WHAT IS EXPECTED → In the material below, copy out the stretch from the line containing "Would you mind pointing at the low" through the line containing "column 444, row 700" with no changes, leaving out any pictures.

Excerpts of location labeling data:
________________

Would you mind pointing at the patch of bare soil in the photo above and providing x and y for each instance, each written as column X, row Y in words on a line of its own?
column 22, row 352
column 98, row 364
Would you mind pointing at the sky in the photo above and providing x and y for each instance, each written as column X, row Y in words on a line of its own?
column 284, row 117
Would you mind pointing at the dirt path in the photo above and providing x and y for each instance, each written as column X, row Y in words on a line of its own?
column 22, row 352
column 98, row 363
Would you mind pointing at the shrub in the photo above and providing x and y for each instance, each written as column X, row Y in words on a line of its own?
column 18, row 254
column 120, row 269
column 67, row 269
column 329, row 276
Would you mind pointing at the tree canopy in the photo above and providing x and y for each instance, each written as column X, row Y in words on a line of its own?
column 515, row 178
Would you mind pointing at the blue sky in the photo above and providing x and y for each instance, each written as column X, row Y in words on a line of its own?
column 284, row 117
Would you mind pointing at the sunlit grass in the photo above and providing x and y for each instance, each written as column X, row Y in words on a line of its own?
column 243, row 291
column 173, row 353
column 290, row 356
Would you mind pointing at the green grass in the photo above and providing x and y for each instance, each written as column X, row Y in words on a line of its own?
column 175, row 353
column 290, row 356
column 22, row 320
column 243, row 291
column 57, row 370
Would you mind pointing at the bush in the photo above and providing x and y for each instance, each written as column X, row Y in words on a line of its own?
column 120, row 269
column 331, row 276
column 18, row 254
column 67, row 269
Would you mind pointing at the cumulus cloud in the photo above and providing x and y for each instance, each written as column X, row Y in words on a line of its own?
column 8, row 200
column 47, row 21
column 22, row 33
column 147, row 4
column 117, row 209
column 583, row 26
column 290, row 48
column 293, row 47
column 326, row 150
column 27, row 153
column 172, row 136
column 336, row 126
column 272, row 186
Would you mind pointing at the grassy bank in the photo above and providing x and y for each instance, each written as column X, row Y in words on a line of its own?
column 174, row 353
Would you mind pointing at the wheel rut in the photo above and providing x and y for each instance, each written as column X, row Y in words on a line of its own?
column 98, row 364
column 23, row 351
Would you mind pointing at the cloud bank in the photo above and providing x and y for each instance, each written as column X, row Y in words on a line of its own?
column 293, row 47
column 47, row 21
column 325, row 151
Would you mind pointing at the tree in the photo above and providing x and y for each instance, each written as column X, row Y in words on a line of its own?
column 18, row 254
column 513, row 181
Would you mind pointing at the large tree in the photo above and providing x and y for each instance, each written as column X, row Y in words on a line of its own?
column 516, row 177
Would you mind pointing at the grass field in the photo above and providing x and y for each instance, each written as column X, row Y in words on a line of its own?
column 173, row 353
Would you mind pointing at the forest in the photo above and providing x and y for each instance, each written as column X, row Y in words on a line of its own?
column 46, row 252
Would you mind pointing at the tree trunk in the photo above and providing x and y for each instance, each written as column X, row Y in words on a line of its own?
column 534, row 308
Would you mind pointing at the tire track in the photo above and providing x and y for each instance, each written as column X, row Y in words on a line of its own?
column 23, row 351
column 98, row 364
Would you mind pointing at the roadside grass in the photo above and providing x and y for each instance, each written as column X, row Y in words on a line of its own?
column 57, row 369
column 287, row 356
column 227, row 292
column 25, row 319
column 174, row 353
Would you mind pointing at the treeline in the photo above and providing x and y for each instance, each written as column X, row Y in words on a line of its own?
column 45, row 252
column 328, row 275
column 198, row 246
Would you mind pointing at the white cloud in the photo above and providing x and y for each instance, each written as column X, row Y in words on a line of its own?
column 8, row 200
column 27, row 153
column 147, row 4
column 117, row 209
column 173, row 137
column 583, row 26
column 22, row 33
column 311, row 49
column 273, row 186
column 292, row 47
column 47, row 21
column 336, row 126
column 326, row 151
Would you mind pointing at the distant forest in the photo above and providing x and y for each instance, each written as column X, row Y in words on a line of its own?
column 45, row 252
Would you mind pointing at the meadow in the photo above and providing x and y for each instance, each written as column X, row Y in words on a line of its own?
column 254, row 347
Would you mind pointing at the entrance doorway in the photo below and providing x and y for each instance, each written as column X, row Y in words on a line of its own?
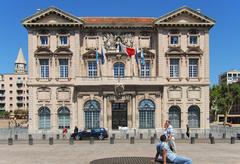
column 119, row 115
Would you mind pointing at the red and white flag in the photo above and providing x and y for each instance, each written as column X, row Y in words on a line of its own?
column 129, row 51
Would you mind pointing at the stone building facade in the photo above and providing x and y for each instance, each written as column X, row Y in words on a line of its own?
column 13, row 87
column 79, row 74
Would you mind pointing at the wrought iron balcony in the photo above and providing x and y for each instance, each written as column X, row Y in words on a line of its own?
column 111, row 80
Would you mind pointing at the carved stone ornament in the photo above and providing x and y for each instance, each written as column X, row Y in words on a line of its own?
column 111, row 41
column 119, row 89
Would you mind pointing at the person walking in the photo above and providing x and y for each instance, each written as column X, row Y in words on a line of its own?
column 75, row 129
column 169, row 133
column 187, row 132
column 64, row 133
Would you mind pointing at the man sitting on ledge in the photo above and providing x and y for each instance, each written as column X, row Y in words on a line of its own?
column 165, row 154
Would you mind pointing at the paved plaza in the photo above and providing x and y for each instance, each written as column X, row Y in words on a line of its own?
column 82, row 152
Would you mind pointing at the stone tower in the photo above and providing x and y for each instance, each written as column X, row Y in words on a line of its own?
column 20, row 63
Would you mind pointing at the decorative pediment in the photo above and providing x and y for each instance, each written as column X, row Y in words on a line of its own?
column 194, row 51
column 43, row 51
column 147, row 54
column 91, row 54
column 52, row 17
column 185, row 17
column 174, row 51
column 63, row 51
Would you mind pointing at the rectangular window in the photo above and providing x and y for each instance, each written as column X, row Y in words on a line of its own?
column 193, row 39
column 44, row 40
column 63, row 68
column 63, row 40
column 174, row 68
column 92, row 69
column 193, row 68
column 44, row 68
column 174, row 40
column 145, row 69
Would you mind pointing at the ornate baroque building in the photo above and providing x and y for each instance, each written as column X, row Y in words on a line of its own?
column 13, row 87
column 78, row 76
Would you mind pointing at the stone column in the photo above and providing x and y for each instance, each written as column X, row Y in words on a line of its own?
column 101, row 119
column 54, row 121
column 105, row 112
column 109, row 115
column 80, row 116
column 134, row 112
column 157, row 112
column 129, row 114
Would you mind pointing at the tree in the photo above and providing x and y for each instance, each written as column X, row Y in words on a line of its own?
column 214, row 96
column 223, row 97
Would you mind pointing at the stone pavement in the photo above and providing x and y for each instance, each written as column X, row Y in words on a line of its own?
column 83, row 152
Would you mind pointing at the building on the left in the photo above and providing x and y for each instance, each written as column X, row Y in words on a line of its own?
column 13, row 87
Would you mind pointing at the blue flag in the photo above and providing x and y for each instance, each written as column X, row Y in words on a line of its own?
column 96, row 56
column 142, row 57
column 136, row 56
column 102, row 57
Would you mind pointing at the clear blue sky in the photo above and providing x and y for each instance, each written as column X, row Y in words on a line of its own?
column 224, row 43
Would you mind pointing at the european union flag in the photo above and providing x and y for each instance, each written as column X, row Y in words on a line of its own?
column 102, row 57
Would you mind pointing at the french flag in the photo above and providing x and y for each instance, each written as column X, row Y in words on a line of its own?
column 129, row 51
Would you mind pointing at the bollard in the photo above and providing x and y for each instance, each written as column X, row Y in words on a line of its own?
column 210, row 135
column 30, row 141
column 152, row 140
column 10, row 141
column 51, row 141
column 16, row 137
column 232, row 140
column 71, row 140
column 182, row 136
column 155, row 135
column 44, row 136
column 111, row 140
column 127, row 136
column 113, row 135
column 192, row 140
column 131, row 140
column 91, row 140
column 224, row 135
column 196, row 135
column 212, row 140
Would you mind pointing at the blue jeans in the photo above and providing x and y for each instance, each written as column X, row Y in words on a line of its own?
column 182, row 160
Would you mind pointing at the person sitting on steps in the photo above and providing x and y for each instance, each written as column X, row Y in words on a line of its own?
column 165, row 154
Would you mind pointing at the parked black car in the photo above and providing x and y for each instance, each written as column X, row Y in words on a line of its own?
column 99, row 133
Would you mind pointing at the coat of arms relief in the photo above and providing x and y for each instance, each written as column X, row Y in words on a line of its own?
column 112, row 40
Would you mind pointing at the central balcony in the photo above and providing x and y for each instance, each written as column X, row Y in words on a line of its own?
column 111, row 80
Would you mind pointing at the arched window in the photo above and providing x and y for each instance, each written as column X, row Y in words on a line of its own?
column 194, row 116
column 44, row 118
column 174, row 116
column 63, row 117
column 146, row 114
column 92, row 111
column 119, row 70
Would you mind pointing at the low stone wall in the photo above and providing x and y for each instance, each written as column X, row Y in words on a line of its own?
column 216, row 131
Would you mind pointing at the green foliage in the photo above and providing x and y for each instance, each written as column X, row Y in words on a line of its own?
column 4, row 114
column 222, row 98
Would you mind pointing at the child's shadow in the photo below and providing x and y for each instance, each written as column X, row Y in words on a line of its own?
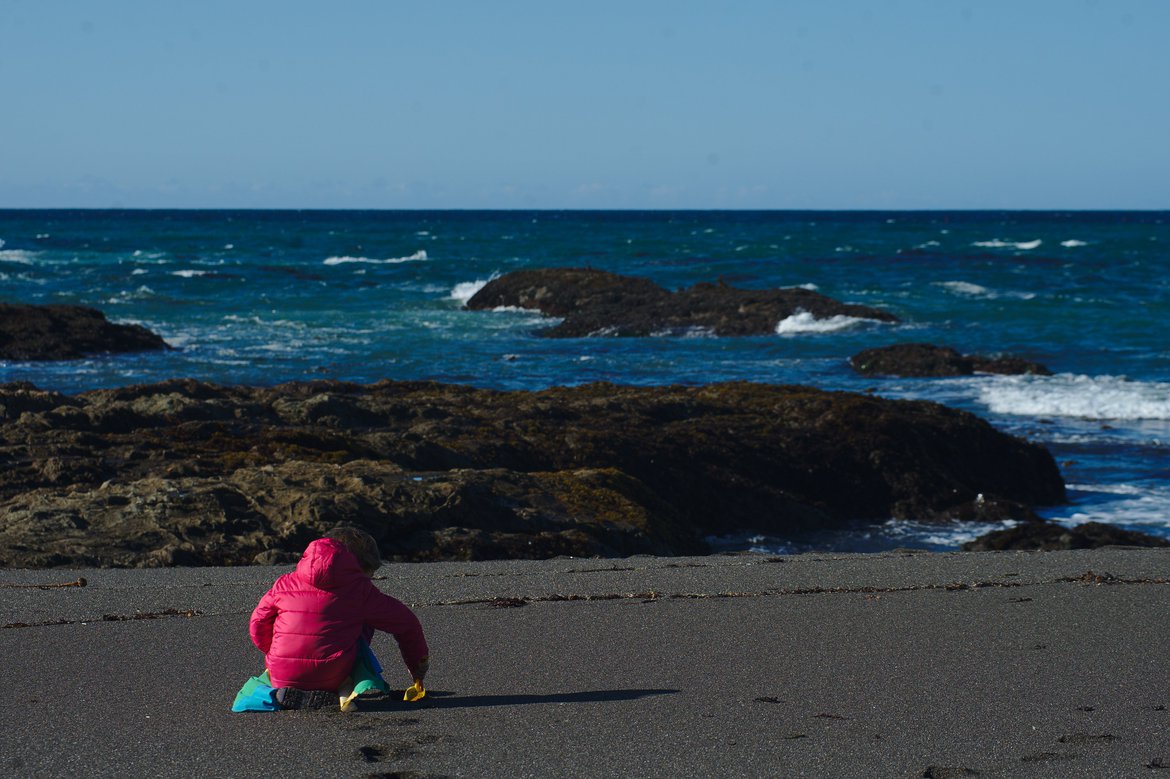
column 444, row 700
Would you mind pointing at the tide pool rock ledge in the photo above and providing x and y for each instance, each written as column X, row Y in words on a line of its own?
column 600, row 303
column 186, row 473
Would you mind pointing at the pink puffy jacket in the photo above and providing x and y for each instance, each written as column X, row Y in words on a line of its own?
column 308, row 625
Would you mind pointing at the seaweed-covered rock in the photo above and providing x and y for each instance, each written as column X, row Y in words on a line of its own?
column 599, row 303
column 1048, row 536
column 67, row 332
column 928, row 360
column 185, row 473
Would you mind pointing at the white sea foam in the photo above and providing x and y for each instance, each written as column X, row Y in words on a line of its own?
column 465, row 291
column 131, row 295
column 996, row 243
column 18, row 255
column 1080, row 397
column 1127, row 504
column 418, row 256
column 803, row 323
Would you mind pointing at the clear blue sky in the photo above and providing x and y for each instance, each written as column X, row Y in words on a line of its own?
column 598, row 104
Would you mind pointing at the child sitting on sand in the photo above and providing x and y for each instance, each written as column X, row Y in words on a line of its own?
column 311, row 624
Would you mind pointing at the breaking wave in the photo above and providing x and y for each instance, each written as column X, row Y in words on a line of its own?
column 996, row 243
column 418, row 256
column 1081, row 397
column 802, row 323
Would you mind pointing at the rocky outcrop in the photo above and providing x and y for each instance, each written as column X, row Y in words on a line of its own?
column 599, row 303
column 184, row 473
column 928, row 360
column 1048, row 536
column 67, row 332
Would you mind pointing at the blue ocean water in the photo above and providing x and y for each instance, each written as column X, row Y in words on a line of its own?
column 262, row 297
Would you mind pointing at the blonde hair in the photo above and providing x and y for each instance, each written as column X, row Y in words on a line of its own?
column 362, row 544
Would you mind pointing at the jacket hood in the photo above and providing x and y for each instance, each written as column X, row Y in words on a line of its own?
column 328, row 564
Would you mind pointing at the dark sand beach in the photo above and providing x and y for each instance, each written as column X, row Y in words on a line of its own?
column 893, row 664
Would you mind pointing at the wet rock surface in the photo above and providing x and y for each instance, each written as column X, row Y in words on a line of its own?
column 1048, row 536
column 600, row 303
column 928, row 360
column 67, row 332
column 185, row 473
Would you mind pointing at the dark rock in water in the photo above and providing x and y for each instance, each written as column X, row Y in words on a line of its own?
column 184, row 473
column 1048, row 536
column 67, row 332
column 928, row 360
column 599, row 303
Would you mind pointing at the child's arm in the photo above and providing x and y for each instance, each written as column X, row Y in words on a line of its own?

________________

WRITTEN RESPONSE →
Would you mind pointing at the low stone wall in the photo above and providing x and y for each instance, each written as column X, row Y in words on a line of its own?
column 216, row 131
Would you mind pointing at the green foliage in the photo above and providing x and y for each instance, each written as column X, row Y in words on a line of its own?
column 4, row 114
column 222, row 98
Would you mind pointing at the child's shadow in the photo below and providing x and y for each instance, each written as column X, row Y in words on a line of its own?
column 444, row 700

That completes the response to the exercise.